## Available data
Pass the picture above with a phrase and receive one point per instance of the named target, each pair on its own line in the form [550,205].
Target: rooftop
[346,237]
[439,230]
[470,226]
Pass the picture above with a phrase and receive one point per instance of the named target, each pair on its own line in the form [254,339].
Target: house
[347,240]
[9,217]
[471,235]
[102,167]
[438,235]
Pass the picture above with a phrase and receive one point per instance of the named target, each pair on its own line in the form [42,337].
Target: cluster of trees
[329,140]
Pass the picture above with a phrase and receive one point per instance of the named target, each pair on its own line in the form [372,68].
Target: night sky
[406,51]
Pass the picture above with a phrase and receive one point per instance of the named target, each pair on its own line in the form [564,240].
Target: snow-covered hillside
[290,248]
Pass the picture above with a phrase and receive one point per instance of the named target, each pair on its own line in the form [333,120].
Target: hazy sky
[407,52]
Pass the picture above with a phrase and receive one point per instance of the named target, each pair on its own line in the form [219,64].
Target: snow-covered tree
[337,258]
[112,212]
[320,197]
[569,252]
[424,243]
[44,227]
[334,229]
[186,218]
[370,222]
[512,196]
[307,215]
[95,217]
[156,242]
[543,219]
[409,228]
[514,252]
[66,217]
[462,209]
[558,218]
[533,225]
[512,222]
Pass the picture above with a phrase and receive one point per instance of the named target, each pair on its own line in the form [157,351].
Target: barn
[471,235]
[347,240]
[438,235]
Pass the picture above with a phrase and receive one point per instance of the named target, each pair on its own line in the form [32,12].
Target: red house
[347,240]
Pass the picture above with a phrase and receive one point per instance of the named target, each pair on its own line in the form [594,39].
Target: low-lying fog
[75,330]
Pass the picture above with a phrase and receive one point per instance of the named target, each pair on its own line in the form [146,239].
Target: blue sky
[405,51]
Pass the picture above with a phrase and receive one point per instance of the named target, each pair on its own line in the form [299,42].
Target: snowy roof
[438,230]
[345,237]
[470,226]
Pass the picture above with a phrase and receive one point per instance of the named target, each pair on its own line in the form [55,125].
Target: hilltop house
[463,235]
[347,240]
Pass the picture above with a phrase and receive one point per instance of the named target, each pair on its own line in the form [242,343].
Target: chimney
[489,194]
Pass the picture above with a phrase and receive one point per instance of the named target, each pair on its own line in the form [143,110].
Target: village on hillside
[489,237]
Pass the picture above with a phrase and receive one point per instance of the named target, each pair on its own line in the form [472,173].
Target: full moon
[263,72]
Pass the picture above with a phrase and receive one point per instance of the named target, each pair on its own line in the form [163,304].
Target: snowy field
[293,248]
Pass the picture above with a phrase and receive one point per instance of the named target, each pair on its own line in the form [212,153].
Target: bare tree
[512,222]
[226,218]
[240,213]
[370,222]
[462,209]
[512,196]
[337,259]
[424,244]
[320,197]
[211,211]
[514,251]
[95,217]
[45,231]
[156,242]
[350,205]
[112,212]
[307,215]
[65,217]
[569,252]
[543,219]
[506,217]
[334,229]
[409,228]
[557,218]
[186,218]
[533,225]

## Requirement
Repeat every record above exactly as it appears.

## Response area
Pass the picture above with a phrase and receive one point per instance of the named target, each pair on its own line in the form [550,205].
Target: rooftop
[346,237]
[439,230]
[470,226]
Pass the picture above with a phrase and receive one point per instance of the named target, each pair on its own line in the form [254,339].
Target: house
[347,240]
[9,217]
[471,235]
[102,167]
[438,235]
Pass the picture above with a phrase and receive one point per instance of the named target, each pair on its own line in the form [42,337].
Target: cluster of trees
[329,140]
Pass the picture above with a phrase and receive one point per instance of the named target, each pair on its own line in the form [372,68].
Target: night sky
[406,51]
Pass the picture above with a phrase and receive one point per instance of the named target, each pair on its own line in the form [564,240].
Target: snow-covered hillside
[290,248]
Pass the picture above with a phrase and receive one point per instance of the named target, each pair on its own line in the form [333,120].
Target: hazy sky
[407,52]
Pass the picture above with a phrase and receive one point per instance of the named target, each pair on its own line in the form [219,64].
Target: snow-covered tree
[337,258]
[112,212]
[320,197]
[569,252]
[424,243]
[44,227]
[334,229]
[186,218]
[370,222]
[512,196]
[307,215]
[95,217]
[156,242]
[543,219]
[409,228]
[514,252]
[66,217]
[462,209]
[558,218]
[533,225]
[512,222]
Pass the picture above with a phrase and receive one point per instance of the named target, each pair on its own line in the form [157,351].
Target: barn
[471,235]
[347,240]
[438,235]
Pass the picture above with a phrase and receive one point per instance of the named target, each pair on its own line in the form [32,12].
Target: red house
[347,240]
Pass the picture above with a phrase and receive one point per instance of the named target, each pair on its own line in the form [594,39].
Target: low-lying fog
[75,330]
Pass the picture above with a phrase and receive one point per instance of the named target, each pair on its own line in the form [146,239].
Target: blue sky
[405,51]
Pass the picture above with a phrase and receive one point per instance of the named target, each pair on its own line in the form [299,42].
Target: snowy roof
[438,230]
[345,237]
[470,226]
Pass the picture above with a phrase and receive one point per instance of the named target, each pair on its own line in the form [55,125].
Target: hilltop house
[463,235]
[347,240]
Pass the picture above with a phrase and receive one point per instance of the named target, each pair on its own line in the form [242,343].
Target: chimney
[489,194]
Pass the picture above with a phrase and receive one point per instance of the named target, each pair on its own line in the form [143,110].
Target: village on hillside
[489,237]
Pass the picture above with a phrase and receive one point per instance of the named target, each pair on its own line in the form [472,173].
Target: full moon
[263,72]
Pass the picture above with a phrase and receive one point per instance of the named target, each pair on its own line in the form [163,304].
Target: snowy field
[293,248]
Pass the picture above with a phrase and receive one point per instance of the named target, each pair on its own line in the form [212,153].
Target: bare tree
[512,222]
[226,218]
[240,213]
[370,222]
[462,209]
[512,196]
[337,259]
[424,244]
[320,197]
[211,211]
[514,251]
[95,217]
[45,231]
[156,242]
[350,205]
[112,212]
[307,215]
[65,217]
[569,252]
[543,219]
[506,217]
[334,229]
[409,228]
[557,218]
[186,218]
[533,225]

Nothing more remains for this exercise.